Apabila penulis simpulkan dan kaitkan dengan tulisan ini, maka penegakan hukum dalam tulisan ini dapat dirumuskan sebagai: rangkaian kegiatan dalam rangka menyerasikan, menegakkan dan/atau melaksanakan norma-norma dan ketentuan-ketentuan hukum yang terkait dengan perdagangan orang yang berlaku yang bersifat penindakan maupun pencegahan mencakup keseluruhan kegiatan baik secara teknis maupun administratif dan dilaksanakan oleh aparat penegak hukum (Polri beserta pihak dan instansi terkait lainnya) untuk menjamin dan memastikan bahwa aturan tersebut berjalan sebagaimana seharusnya dan tujuan hukum tersebut dapat tercapai sesuai harapan. Upaya penegakan hukum tersebut meliputi tindakan-tindakan yang termasuk dalam “Pendekatan 3P”, yaitu: untuk pencegahan kejahatan, untuk penjatuhan hukuman, dan untuk penjagaan korban.

2.3. Teori Faktor-Faktor yang Mempengaruhi Penegakan Hukum
Soerjono Soekanto, dalam bukunya “Faktor-Faktor yang Mempengaruhi Penegakan Hukum”, menyatakan bahwa ada lima faktor yang saling berkaitan sangat eratnya dan merupakan esensi dari penegakan hukum, juga merupakan tolak ukur daripada efektifitas penegakan hukum . Kelima faktor tersebut yaitu:
a. Faktor hukumnya sendiri;
b. Faktor penegak hukum, yaitu pihak-pihak yang membentuk dan menerapkan hukum.

- TANTANGAN 1 -
Tentukan apakah pernyataan (a), (b), dan (c) berikut sesuai dengan teks tentang penegakan hukum, lalu jawab ya atau tidak untuk masing-masing disertai kutipan persis dari teks yang menjadi penentunya. (a) Penegakan hukum dalam tulisan ini dilaksanakan oleh aparat penegak hukum, termasuk Polri. (b) Soerjono Soekanto menyebut tiga faktor yang memengaruhi penegakan hukum. (c) "Pendekatan 3P" mencakup tindakan untuk penjagaan korban.
- TANTANGAN 2 -
Teruskan teks tentang penegakan hukum, mulai setelah kalimat terakhir yang ditampilkan.

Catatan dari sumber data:
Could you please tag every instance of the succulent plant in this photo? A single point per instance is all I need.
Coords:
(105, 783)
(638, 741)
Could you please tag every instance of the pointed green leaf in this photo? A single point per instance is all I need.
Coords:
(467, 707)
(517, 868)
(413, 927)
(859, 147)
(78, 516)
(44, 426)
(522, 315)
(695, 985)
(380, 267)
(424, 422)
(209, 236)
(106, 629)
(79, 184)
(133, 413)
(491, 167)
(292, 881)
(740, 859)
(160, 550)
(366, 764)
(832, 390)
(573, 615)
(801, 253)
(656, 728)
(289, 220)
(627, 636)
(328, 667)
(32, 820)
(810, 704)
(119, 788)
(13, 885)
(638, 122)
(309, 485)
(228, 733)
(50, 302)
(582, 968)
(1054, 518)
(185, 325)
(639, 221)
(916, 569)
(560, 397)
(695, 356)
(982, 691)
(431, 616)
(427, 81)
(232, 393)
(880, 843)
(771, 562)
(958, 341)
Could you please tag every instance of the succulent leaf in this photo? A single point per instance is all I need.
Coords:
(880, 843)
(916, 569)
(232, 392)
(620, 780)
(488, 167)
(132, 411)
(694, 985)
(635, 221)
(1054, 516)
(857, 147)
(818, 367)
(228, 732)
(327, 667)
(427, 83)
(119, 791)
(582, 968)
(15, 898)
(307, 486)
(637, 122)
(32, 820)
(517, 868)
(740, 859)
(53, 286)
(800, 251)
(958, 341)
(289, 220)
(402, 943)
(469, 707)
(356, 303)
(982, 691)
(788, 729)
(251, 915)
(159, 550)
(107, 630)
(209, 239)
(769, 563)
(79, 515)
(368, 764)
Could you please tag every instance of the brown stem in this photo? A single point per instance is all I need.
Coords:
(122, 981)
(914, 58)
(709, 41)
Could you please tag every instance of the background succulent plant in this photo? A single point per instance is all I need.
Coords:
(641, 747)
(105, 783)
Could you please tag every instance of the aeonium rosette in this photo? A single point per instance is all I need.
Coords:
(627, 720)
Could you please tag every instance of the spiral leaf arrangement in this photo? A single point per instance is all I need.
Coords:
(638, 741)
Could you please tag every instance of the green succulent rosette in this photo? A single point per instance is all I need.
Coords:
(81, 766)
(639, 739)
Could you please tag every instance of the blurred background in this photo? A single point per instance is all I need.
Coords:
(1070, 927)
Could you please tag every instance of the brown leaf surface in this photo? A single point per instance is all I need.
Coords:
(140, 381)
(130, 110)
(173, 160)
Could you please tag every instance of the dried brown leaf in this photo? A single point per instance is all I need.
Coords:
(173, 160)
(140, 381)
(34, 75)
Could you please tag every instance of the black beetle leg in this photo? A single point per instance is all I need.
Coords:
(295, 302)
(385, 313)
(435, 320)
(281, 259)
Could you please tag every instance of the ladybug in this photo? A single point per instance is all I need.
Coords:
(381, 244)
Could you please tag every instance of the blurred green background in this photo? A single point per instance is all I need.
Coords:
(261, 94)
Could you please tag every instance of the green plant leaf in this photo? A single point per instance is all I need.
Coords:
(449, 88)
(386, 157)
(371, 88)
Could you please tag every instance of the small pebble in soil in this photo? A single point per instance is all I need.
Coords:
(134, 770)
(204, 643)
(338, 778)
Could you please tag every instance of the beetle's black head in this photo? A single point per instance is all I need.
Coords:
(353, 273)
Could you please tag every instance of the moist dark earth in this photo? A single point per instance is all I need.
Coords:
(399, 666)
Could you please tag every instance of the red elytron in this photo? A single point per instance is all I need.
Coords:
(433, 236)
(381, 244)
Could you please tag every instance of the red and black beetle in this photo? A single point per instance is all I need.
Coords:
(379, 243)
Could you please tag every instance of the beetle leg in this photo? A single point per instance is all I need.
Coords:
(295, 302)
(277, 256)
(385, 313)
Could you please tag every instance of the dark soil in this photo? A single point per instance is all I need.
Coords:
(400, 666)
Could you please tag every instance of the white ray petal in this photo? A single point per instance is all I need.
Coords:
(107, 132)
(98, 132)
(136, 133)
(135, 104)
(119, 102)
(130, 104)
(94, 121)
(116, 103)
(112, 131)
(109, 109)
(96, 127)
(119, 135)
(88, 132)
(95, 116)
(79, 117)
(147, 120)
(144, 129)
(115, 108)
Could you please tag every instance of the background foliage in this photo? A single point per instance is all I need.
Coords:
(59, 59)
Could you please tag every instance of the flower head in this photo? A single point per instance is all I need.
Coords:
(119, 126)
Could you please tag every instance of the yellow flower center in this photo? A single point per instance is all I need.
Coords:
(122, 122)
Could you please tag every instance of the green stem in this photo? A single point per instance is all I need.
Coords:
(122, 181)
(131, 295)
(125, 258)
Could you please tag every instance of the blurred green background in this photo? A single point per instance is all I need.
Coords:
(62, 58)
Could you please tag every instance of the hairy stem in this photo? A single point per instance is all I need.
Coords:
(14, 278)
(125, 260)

- JAWABAN 1 -
(a) Ya: "dilaksanakan oleh aparat penegak hukum (Polri beserta pihak dan instansi terkait lainnya)".
(b) Tidak: "ada lima faktor yang saling berkaitan sangat eratnya".
(c) Ya: "untuk pencegahan kejahatan, untuk penjatuhan hukuman, dan untuk penjagaan korban".

- JAWABAN 2 -
c. Faktor sarana atau fasilitas yang mendukung penegakan hukum;
d. Faktor masyarakat, yakni lingkungan dimana hukum tersebut berlaku atau diterapkan; dan
e. Faktor kebudayaan, yakni sebagai hasil karya, cipta, dan rasa yang didasarkan pada karsa manusia di dalam pergaulan hidup.
Kelima faktor tersebut dapat digunakan untuk menganalisa faktor-faktor yang mempengaruhi penegakan hukum terhadap kejahatan perdagangan orang di Indonesia.

2.4. Teknik Analisis SWOT
Analisis SWOT adalah suatu metoda analisis yang digunakan untuk menentukan dan mengevaluasi, mengklarifikasi dan memvalidasi perencanaan yang telah disusun, sesuai dengan tujuan yang ingin dicapai . Analisis ini merupakan suatu metoda untuk menggali aspek-aspek kondisi yang terdapat di suatu wilayah yang direncanakan maupun untuk menguraikan berbagai potensi dan tantangan yang akan dihadapi dalam pengembangan wilayah tersebut.
Kata SWOT itu sendiri merupakan kependekan dari variabel-variabel penilaian, yaitu: S merupakan kependekan dari STRENGTHS, yang berarti potensi dan kekuatan pembangunan; W merupakan kependekan dari WEAKNESSES, yang berarti masalah dan tantangan pembangunan yang dihadapi; O merupakan kependekan dari OPPORTUNITIES, yang berarti peluang pembangunan yang dapat; dan T merupakan kependekan dari THREATS, yang merupakan faktor eksternal yang berpengaruh dalam pembangunan .
Analisis SWOT bertujuan untuk mengidentifikasi berbagai faktor secara sistematis untuk merumuskan suatu strategi pembangunan daerah. Sebagai sebuah konsep dalam manajemen strategik, teknik ini menekankan mengenai perlunya penilaian lingkungan eksternal dan internal, serta kecenderungan perkembangan/perubahan di masa depan sebelum menetapkan sebuah strategi. Analisis ini didasarkan pada logika yang dapat memaksimalkan kekuatan (Strengths) dan peluang (Opportunities), namun secara bersamaan dapat meminimalkan kelemahan (Weaknesses) dan ancaman (Threats).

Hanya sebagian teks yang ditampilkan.